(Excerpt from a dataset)
============

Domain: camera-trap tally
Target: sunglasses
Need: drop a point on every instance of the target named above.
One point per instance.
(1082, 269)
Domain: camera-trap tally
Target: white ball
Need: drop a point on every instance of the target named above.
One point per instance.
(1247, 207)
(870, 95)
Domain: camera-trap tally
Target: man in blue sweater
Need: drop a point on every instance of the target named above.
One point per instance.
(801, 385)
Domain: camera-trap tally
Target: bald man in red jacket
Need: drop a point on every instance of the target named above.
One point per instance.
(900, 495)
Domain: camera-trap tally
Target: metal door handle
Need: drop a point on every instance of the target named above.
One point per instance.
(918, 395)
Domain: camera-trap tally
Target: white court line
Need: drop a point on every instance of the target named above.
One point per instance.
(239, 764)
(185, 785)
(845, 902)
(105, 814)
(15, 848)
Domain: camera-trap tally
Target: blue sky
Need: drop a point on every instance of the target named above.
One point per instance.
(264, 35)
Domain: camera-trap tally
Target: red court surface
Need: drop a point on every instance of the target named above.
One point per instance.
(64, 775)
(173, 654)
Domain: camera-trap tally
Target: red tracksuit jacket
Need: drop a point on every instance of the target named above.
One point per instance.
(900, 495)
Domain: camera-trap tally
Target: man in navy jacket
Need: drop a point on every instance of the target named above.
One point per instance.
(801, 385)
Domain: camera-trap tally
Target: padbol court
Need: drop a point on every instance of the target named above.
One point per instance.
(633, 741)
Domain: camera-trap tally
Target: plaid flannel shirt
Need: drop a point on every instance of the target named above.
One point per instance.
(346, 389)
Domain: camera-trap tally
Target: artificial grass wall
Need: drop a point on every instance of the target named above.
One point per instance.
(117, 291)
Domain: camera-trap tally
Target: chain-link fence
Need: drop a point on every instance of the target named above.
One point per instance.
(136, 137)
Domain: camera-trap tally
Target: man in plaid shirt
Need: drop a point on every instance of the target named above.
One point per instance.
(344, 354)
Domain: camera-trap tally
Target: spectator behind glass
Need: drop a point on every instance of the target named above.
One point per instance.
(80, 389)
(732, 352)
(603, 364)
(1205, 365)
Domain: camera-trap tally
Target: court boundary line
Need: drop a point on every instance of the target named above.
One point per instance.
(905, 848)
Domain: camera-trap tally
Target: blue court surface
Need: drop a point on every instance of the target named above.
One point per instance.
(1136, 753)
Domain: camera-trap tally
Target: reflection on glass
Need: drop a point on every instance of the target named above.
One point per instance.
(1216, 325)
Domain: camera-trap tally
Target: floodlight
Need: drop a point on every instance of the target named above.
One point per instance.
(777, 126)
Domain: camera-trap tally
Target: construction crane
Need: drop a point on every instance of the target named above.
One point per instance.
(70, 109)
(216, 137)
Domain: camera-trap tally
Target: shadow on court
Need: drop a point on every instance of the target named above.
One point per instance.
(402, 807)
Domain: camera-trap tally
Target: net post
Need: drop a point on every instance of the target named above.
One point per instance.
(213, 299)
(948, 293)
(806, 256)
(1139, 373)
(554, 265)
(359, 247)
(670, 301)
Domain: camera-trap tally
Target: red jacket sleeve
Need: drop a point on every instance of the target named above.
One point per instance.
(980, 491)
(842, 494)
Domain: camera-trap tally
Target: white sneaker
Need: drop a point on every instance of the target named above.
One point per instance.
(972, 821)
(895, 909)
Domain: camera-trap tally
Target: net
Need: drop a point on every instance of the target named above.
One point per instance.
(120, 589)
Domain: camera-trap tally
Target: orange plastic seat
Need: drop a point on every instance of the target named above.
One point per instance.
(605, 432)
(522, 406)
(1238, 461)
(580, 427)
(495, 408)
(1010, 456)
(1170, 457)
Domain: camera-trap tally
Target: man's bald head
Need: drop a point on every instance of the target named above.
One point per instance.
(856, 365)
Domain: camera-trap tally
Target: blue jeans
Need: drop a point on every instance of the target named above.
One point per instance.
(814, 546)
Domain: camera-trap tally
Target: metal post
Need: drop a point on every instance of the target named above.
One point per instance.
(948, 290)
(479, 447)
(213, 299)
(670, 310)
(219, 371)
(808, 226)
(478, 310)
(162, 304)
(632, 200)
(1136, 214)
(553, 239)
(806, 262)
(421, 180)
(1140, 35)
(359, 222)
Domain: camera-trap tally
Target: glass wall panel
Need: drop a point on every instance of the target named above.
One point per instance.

============

Set down every line of the listing above again, exactly as given.

**Result for this task:**
Domain: camera-trap tally
Target: sunglasses
Need: drop a point on every instance of the target named above.
One point per instance.
(1082, 269)
Domain: camera-trap tally
Target: white ball
Need: drop a point on every instance of the target named above.
One point per instance.
(1247, 207)
(870, 95)
Domain: camera-trap tally
Target: man in blue sweater
Need: drop a point on every instance of the target named above.
One point per instance.
(801, 385)
Domain: camera-trap tally
Target: bald man in red jacket
Need: drop a point on every instance of the target named above.
One point per instance.
(900, 495)
Domain: camera-trap tally
Target: metal door handle
Need: drop a point on every instance of the target named above.
One point per instance.
(918, 395)
Domain: camera-trap tally
Target: white court line
Need: drop a point on every instance of the target named above.
One point per instance.
(239, 764)
(185, 785)
(845, 902)
(105, 814)
(15, 848)
Domain: camera-trap tally
Target: blue sky
Need: drop a point on every instance of the target named above.
One point per instance.
(264, 35)
Domain: camera-trap tally
Target: red court surface
Need: drop a point on every instance of the target named above.
One point per instance.
(64, 775)
(173, 654)
Domain: camera-trap tally
Target: red tracksuit jacket
Need: drop a point on every instance of the target named above.
One point per instance.
(900, 495)
Domain: camera-trap tally
Target: man in navy jacket
Need: drop a point on every instance of the target named above.
One point per instance.
(801, 385)
Domain: camera-trap tally
Target: padbol court
Need: drop a point on every instance of the target named above.
One point per instance.
(633, 741)
Domain: camera-trap tally
Target: plaid flannel shirt
Need: drop a point on every instance of the target named above.
One point per instance.
(346, 389)
Domain: camera-trap tally
Target: artificial grass wall
Need: drop a point on every instance of the target named above.
One point per instance.
(117, 291)
Domain: camera-trap tally
Target: chain-link fence
Need: drop a point on every instance of the target named above.
One point per instance.
(136, 137)
Domain: camera-trap tally
Target: man in plaid shirt
Need: drop a point on every instance of the target named above.
One point per instance.
(344, 354)
Domain: camera-trap tally
Target: spectator behind glass
Need: drop a point on every instance of the target named above.
One point per instance.
(80, 389)
(732, 352)
(603, 364)
(1205, 365)
Domain: camera-trap tally
Target: court boundary line
Need: drop a point on every instance of the target named above.
One point per instance.
(905, 848)
Domain: camera-trap tally
Target: blue court surface
Need: drop a point on every instance of the target named above.
One point per instance.
(1136, 753)
Domain: camera-trap tally
Target: reflection on glass
Need: drop a point on every instance of the target named above.
One point per instance.
(1216, 325)
Domain: camera-trap tally
Target: floodlight
Need: drop a point on every instance of the target named above.
One point per instance.
(777, 126)
Domain: camera-trap tally
Target: construction crane
Need: drop a point on every instance of the target named above.
One point per instance.
(70, 109)
(216, 137)
Domain: camera-trap tally
Target: shadow on court
Need: drop a point on every instance of the target named above.
One point per instance.
(402, 807)
Domain: camera-trap tally
Target: net post
Need: drop a point on every instance of the target named above.
One point per instance.
(213, 299)
(948, 293)
(806, 256)
(1139, 373)
(554, 265)
(359, 247)
(670, 301)
Domain: camera-trap tally
Target: red jacket sleeve
Need: drop a point on every instance of the target named above.
One point per instance.
(980, 491)
(842, 494)
Domain: camera-trap tally
Target: white sneaker
Need: drop a point on every instance of the target named above.
One point per instance.
(972, 821)
(895, 909)
Domain: camera-trap tally
Target: net
Need: drop a point on every instance of the target named above.
One point per instance.
(120, 589)
Domain: camera-trap tally
Target: orange plastic seat
Need: drop a point on every instance of the target named above.
One point per instance.
(605, 432)
(522, 406)
(1238, 461)
(580, 427)
(495, 408)
(1010, 456)
(1170, 457)
Domain: camera-trap tally
Target: man's bald head
Need: drop a point on every instance of the target named above.
One point per instance.
(856, 365)
Domain: camera-trap tally
Target: blue jeans
Need: drop a point on every instance of the target named above.
One point per instance.
(814, 546)
Domain: camera-trap tally
Target: metal post
Need: drop a point on every instance of the target named above.
One point per instance.
(948, 290)
(479, 447)
(213, 299)
(670, 310)
(219, 371)
(808, 226)
(478, 310)
(162, 304)
(632, 200)
(1136, 214)
(553, 239)
(806, 262)
(421, 180)
(1140, 35)
(359, 222)
Domain: camera-trap tally
Target: glass wall panel
Need: drop a point on every instance of the target named above.
One point per instance.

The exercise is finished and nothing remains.